__Prompt__:
In the data below, find the line containing "Would you be able to indicate the horse hoof"; reproduce that line and all subsequent lines exactly, and nothing else.

__Location identification entries__:
★ ★ ★ ★

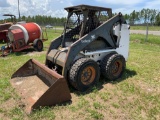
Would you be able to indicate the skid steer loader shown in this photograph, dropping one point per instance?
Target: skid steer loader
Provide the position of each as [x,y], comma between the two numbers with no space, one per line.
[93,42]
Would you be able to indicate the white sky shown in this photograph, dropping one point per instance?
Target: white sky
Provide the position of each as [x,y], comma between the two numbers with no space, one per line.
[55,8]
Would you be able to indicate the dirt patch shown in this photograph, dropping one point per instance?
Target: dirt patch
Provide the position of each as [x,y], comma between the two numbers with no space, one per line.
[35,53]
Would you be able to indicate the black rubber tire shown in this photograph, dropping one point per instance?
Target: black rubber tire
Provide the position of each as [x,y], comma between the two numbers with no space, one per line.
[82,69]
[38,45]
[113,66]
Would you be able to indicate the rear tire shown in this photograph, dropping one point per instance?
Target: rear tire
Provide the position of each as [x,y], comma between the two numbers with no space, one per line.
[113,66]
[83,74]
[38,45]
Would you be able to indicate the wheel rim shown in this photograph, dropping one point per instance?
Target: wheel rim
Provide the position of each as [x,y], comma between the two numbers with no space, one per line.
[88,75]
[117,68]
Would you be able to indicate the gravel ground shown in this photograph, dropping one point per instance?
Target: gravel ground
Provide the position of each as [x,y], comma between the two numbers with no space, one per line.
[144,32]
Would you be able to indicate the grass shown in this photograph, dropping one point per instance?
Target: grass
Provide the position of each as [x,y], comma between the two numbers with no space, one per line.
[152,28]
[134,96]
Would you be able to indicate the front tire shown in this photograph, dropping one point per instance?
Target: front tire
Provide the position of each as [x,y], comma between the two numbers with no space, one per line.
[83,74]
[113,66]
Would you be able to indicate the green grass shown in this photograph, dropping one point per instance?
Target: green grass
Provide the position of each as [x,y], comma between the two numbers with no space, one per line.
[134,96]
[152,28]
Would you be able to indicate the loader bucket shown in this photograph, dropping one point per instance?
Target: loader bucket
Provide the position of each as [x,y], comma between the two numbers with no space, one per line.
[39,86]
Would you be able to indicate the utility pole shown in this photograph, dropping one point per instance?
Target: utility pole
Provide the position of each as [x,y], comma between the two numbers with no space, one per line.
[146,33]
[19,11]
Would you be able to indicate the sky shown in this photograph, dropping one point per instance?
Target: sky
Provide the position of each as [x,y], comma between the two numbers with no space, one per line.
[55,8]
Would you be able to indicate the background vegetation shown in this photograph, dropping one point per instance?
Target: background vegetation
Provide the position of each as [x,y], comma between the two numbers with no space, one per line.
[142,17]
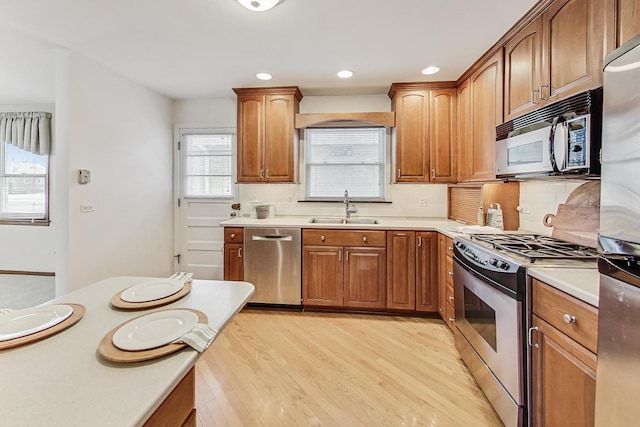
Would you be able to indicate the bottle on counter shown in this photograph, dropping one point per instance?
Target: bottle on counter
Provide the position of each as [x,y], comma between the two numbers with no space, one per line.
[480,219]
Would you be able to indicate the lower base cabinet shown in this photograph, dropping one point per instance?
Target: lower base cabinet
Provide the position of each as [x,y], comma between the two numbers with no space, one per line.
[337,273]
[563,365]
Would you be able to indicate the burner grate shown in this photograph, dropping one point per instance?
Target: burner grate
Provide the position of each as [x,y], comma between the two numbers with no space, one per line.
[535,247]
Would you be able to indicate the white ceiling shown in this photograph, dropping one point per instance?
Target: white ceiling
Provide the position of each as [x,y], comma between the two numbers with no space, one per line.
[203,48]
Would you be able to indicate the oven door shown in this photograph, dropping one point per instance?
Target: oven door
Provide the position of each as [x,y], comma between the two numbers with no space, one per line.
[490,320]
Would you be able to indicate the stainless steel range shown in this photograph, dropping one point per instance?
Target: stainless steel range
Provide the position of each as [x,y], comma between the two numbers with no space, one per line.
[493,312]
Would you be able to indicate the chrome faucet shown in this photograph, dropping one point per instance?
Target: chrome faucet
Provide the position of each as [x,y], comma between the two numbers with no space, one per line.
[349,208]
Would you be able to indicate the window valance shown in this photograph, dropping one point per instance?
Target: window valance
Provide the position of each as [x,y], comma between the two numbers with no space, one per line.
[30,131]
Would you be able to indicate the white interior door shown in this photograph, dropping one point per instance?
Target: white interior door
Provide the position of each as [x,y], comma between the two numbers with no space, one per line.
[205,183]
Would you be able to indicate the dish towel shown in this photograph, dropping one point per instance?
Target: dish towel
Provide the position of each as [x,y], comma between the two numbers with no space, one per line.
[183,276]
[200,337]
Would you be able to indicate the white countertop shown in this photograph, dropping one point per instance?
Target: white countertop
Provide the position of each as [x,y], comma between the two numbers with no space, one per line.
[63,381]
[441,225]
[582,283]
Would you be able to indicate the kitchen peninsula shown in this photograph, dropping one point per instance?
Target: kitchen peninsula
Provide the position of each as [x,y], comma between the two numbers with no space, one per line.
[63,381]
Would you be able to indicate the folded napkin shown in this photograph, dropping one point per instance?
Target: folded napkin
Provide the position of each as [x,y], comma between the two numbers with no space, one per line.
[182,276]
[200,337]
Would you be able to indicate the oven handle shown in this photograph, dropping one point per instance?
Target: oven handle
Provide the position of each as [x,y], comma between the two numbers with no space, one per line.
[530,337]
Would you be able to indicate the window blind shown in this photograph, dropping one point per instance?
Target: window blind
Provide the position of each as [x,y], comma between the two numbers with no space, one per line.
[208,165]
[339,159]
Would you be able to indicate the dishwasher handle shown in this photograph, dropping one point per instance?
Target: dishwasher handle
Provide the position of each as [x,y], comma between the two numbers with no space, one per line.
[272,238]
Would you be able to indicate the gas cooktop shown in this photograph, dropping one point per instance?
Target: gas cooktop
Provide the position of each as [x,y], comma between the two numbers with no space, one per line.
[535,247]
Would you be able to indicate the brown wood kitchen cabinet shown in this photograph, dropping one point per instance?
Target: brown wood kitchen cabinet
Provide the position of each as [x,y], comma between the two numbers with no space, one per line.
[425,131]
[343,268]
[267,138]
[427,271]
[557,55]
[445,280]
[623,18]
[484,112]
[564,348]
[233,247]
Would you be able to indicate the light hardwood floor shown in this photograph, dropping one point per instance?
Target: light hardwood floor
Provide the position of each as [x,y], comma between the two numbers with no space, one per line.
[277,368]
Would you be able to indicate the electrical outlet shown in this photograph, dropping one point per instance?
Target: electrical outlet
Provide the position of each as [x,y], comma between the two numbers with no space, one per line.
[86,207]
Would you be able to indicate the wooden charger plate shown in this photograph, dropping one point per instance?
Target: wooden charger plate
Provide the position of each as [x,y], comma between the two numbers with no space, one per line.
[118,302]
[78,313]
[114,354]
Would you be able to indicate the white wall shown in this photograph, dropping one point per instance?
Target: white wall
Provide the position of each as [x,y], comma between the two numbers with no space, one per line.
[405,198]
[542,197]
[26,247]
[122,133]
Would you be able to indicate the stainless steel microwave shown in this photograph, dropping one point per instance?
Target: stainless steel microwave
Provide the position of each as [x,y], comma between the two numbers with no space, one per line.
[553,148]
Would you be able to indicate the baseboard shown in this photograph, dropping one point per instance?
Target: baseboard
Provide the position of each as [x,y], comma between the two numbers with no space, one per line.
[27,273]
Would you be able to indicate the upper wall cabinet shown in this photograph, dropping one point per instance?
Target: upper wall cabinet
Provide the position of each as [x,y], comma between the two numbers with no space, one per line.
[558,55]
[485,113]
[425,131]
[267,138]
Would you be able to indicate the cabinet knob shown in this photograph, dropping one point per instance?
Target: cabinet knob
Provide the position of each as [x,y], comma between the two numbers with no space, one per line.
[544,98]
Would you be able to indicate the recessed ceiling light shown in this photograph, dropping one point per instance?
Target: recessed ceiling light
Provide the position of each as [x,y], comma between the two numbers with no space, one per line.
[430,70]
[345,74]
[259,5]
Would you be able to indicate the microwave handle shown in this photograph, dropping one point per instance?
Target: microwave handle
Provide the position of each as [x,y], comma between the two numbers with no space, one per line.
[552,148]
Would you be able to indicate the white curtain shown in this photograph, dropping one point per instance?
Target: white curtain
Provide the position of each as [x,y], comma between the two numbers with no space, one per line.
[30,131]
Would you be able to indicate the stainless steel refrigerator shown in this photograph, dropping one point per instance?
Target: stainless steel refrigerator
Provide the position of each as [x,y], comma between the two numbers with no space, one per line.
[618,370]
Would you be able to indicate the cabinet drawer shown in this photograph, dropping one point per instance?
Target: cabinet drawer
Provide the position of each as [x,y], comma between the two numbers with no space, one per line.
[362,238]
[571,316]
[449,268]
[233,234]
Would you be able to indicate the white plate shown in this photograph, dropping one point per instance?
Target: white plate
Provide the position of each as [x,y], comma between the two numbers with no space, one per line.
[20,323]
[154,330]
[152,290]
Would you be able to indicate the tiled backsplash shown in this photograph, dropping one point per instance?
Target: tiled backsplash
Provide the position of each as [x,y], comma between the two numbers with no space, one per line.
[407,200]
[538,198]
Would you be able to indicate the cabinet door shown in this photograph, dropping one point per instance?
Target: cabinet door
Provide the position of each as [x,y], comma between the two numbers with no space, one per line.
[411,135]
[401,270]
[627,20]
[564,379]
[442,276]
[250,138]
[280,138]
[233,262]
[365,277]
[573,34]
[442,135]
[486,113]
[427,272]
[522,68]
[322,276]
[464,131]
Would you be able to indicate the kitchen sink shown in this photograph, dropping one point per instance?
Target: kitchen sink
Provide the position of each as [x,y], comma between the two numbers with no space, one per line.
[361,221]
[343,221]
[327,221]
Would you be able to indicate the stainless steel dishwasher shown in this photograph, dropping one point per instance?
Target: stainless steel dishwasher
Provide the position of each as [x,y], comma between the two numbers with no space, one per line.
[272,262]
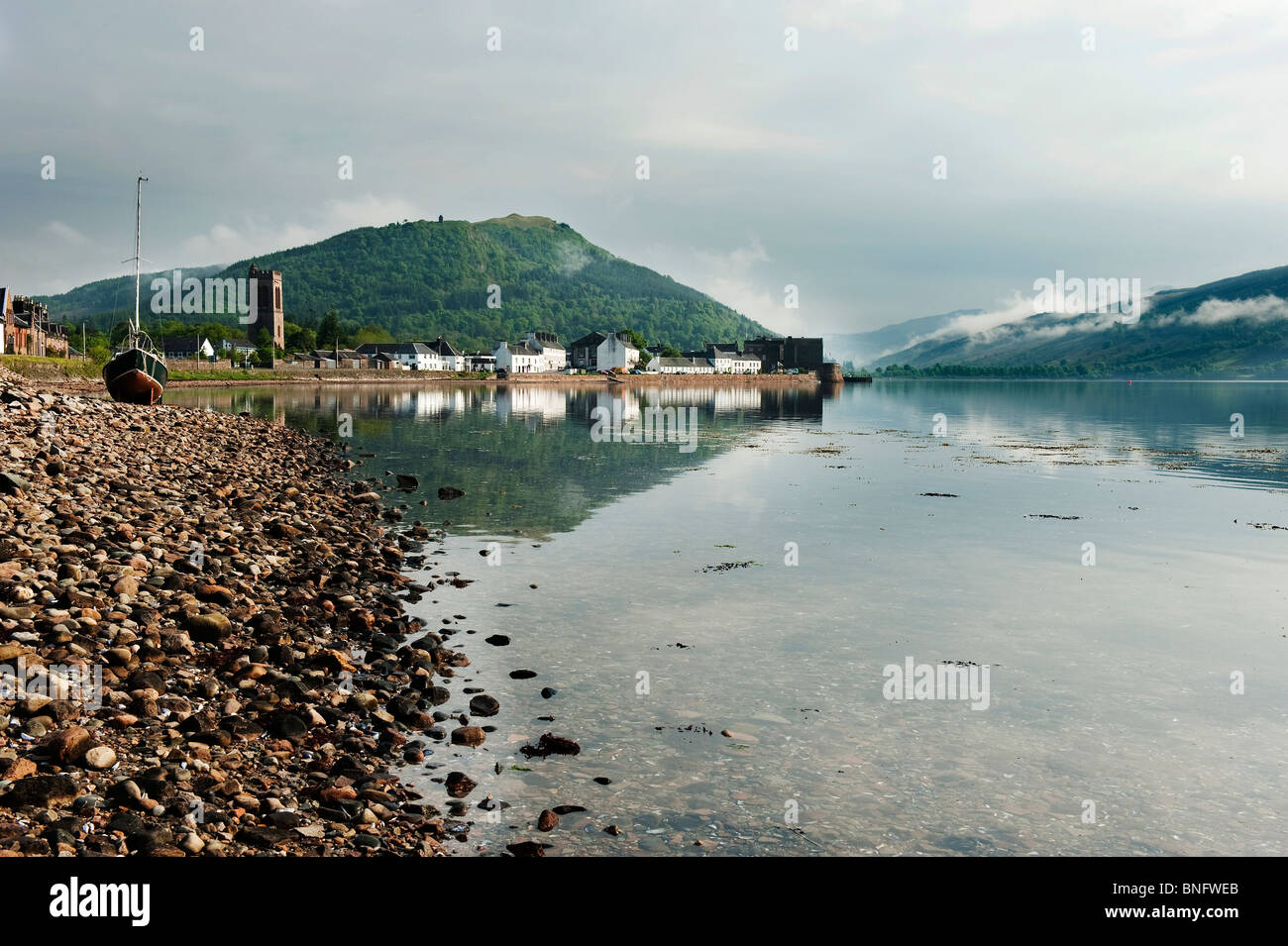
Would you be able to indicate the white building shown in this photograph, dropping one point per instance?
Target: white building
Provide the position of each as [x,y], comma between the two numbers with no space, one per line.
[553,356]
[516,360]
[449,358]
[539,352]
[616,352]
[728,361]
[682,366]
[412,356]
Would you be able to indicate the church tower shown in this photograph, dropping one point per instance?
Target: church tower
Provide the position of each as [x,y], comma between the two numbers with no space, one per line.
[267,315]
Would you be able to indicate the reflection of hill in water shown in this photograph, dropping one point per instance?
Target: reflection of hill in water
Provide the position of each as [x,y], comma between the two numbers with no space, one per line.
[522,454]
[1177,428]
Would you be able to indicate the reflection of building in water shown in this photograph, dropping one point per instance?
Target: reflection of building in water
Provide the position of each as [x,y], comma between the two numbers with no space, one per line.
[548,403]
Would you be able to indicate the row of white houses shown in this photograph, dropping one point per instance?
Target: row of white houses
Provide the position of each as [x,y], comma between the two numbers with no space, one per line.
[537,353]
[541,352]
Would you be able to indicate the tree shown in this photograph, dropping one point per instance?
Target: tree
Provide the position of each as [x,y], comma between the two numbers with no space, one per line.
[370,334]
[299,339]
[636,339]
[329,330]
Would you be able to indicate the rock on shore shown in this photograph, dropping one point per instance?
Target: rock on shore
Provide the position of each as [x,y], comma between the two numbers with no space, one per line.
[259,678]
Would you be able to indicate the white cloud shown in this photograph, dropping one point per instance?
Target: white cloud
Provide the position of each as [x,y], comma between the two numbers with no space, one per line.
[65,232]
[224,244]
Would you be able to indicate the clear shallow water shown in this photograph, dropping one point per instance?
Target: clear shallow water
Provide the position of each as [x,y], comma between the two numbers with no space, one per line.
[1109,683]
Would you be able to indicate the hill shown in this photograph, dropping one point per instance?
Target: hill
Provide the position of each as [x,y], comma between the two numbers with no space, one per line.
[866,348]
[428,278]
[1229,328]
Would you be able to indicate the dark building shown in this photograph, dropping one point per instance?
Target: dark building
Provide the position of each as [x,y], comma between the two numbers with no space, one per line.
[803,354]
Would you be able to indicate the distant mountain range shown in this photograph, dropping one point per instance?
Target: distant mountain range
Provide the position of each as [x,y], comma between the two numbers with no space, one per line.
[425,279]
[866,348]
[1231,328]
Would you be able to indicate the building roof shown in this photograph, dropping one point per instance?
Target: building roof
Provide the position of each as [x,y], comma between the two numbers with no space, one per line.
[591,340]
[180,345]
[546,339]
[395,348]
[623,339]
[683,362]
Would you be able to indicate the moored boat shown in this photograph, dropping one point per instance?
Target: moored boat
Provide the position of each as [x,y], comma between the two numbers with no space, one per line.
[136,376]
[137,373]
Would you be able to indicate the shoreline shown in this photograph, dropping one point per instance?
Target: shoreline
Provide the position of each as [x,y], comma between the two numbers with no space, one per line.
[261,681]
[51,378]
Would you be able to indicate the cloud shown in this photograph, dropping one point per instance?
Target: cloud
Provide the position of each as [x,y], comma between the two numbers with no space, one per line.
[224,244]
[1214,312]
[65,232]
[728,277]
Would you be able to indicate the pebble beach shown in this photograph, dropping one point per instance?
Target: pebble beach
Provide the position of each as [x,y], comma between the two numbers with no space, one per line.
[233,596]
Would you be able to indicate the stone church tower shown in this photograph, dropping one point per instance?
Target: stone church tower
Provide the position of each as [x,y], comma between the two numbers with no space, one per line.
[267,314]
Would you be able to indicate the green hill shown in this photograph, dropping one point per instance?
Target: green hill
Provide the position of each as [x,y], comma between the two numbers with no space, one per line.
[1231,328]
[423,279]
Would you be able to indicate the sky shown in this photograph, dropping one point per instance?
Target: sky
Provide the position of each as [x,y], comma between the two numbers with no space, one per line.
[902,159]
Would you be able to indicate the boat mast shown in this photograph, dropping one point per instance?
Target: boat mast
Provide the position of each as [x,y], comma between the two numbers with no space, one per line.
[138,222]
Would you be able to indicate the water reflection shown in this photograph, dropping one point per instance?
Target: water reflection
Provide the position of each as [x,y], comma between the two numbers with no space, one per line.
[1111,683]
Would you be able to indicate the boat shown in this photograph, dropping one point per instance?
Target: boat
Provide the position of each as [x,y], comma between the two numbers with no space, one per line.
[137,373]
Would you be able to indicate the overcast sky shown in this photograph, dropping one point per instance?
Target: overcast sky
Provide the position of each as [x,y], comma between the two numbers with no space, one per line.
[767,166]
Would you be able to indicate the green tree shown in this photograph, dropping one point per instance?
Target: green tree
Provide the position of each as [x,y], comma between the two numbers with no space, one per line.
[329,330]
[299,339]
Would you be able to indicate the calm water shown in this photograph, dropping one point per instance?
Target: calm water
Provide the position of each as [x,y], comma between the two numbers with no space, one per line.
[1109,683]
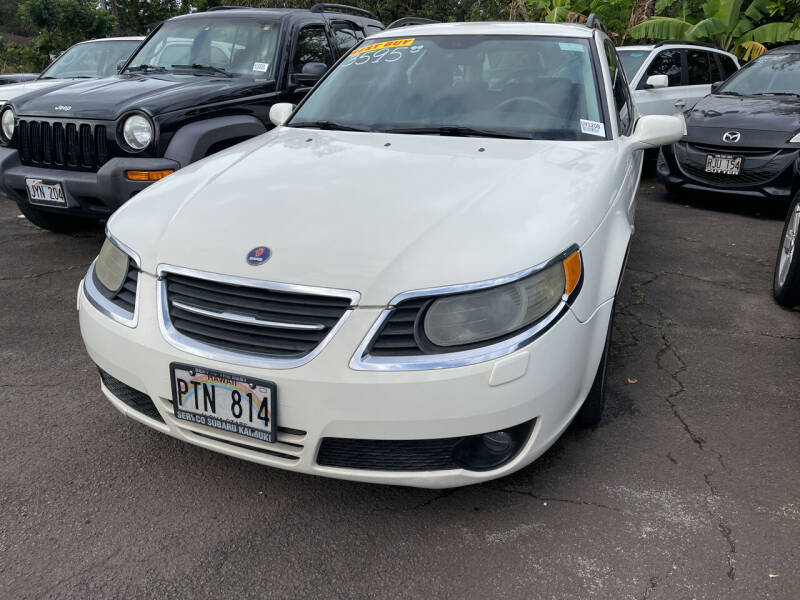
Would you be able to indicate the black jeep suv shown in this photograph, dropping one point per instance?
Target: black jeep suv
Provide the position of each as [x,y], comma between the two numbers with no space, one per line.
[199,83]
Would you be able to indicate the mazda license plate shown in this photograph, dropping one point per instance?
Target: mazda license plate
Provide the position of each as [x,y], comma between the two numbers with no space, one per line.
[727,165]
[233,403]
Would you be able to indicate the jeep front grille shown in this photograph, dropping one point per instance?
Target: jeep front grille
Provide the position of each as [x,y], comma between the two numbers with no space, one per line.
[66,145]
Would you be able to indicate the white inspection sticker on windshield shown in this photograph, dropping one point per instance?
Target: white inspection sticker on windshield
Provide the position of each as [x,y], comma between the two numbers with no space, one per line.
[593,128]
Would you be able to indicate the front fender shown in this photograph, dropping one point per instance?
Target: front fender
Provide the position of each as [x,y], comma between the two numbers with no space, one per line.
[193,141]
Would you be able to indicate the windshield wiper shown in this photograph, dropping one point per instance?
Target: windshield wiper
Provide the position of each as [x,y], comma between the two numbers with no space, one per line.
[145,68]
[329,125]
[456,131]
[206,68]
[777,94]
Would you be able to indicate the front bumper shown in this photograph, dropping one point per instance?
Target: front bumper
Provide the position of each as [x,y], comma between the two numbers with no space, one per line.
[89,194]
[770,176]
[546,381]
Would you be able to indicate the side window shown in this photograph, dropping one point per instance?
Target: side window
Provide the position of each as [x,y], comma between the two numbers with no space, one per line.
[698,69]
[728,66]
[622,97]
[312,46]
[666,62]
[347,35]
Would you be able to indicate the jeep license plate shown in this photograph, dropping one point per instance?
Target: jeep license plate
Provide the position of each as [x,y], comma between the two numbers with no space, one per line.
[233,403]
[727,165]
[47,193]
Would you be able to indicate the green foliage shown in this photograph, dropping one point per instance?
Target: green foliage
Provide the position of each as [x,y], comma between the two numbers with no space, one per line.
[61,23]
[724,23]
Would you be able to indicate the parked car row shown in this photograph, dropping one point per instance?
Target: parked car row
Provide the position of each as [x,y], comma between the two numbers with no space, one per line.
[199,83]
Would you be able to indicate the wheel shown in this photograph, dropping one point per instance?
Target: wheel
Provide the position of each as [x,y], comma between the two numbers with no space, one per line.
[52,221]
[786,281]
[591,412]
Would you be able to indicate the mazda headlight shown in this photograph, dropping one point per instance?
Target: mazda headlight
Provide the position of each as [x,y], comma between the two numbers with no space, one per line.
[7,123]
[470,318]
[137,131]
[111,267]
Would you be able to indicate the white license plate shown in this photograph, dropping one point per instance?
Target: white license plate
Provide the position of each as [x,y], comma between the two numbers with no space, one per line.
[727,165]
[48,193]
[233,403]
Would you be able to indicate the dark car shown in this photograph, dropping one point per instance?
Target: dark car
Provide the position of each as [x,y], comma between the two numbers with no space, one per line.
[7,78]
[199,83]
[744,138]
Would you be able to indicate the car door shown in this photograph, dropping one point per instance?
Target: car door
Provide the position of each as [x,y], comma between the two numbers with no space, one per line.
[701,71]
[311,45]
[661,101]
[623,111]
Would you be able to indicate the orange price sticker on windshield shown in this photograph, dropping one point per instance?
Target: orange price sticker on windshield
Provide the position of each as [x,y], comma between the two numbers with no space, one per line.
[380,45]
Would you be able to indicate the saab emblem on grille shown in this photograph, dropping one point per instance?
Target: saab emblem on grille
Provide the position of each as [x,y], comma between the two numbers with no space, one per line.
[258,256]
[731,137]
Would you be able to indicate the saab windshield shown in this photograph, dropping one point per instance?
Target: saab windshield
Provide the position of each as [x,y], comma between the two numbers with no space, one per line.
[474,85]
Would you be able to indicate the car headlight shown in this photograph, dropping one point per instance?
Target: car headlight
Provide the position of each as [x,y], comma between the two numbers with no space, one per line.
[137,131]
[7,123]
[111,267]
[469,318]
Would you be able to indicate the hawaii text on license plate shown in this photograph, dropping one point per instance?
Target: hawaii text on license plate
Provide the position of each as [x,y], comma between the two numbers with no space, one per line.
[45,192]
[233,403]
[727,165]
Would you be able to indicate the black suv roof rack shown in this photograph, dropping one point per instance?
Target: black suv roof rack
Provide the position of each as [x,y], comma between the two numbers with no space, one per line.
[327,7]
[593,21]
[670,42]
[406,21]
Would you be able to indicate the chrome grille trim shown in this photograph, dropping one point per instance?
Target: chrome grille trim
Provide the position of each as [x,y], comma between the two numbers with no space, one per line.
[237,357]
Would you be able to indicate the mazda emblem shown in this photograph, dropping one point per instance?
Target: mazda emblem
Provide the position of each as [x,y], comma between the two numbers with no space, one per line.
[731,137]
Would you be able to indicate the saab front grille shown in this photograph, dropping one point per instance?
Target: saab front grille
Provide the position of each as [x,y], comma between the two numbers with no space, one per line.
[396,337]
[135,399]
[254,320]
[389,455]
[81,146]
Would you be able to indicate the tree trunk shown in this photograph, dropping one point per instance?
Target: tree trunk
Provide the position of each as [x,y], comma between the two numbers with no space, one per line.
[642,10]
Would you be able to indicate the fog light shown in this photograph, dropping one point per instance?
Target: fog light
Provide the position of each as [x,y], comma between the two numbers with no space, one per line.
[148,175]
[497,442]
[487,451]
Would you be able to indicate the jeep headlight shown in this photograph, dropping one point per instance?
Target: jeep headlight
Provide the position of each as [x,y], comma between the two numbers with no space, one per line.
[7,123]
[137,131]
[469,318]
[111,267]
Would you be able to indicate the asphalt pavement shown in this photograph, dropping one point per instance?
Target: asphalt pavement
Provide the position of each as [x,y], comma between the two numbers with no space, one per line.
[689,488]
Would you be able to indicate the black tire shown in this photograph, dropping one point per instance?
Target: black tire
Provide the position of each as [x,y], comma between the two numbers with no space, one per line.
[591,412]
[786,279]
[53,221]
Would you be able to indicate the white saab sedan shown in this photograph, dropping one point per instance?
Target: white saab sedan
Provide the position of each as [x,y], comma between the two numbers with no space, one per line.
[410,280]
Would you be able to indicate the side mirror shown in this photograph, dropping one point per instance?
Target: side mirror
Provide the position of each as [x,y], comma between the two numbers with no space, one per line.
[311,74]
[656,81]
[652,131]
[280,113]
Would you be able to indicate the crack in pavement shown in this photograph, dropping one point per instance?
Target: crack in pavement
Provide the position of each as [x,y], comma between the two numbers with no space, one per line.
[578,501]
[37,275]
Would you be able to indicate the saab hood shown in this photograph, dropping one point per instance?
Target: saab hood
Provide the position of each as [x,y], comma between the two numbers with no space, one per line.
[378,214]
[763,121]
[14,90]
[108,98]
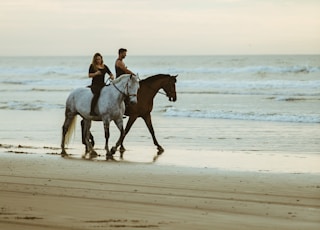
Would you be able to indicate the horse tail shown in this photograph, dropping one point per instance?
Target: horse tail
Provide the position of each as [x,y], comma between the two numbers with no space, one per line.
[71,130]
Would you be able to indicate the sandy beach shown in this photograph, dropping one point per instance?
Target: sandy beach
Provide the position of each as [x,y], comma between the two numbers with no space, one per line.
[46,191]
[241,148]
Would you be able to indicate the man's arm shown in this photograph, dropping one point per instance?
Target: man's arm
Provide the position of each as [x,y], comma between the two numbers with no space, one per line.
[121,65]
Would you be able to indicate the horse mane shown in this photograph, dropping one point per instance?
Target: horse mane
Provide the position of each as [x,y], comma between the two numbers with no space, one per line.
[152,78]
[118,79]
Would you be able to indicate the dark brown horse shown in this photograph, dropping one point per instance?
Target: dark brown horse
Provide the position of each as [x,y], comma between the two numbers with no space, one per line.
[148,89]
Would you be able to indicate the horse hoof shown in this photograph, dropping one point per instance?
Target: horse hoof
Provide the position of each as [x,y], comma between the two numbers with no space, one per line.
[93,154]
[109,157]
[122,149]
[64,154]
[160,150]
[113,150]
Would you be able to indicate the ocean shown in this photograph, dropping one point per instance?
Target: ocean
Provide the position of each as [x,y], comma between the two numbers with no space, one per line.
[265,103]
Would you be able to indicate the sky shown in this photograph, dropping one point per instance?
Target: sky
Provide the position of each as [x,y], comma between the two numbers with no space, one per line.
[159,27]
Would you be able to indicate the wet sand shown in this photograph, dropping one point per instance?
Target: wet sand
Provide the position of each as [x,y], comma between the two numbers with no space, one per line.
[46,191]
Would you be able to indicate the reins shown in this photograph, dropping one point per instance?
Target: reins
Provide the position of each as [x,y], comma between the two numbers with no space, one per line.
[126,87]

★ ★ ★ ★

__Exercise answer__:
Would you be able to indicate the horse hoof shown in this photograph, dropping one point per instance?
Target: horse hoof
Provide the position of each as [x,y], comma between the two numbers with no space, one per line.
[93,154]
[109,157]
[122,149]
[64,154]
[160,150]
[113,150]
Would you be able to indicate the ocean shown in this photograph, dropping one point per instance?
Target: ocean
Provide the position of each as [x,y], comma between the two numbers with no space, one per line.
[265,103]
Would you be able to indicate the sky shown in this photograph, dropping one point per instance?
Target: sky
Provide the position of each as [x,y], comma between the two numbers with no space, one per line.
[159,27]
Would you be able to indicate the wet sand shown in this photograph, dropping one point per instance?
Target: wet sand
Provide the position of each as [x,y], comma between the two numbers with no space, one per line.
[46,191]
Would you be able to indicate the reins shown in this photograph, dropping one point per instance?
Target: reins
Provide the position of each as [x,y], comma between the two numbers with no space, one per line.
[126,87]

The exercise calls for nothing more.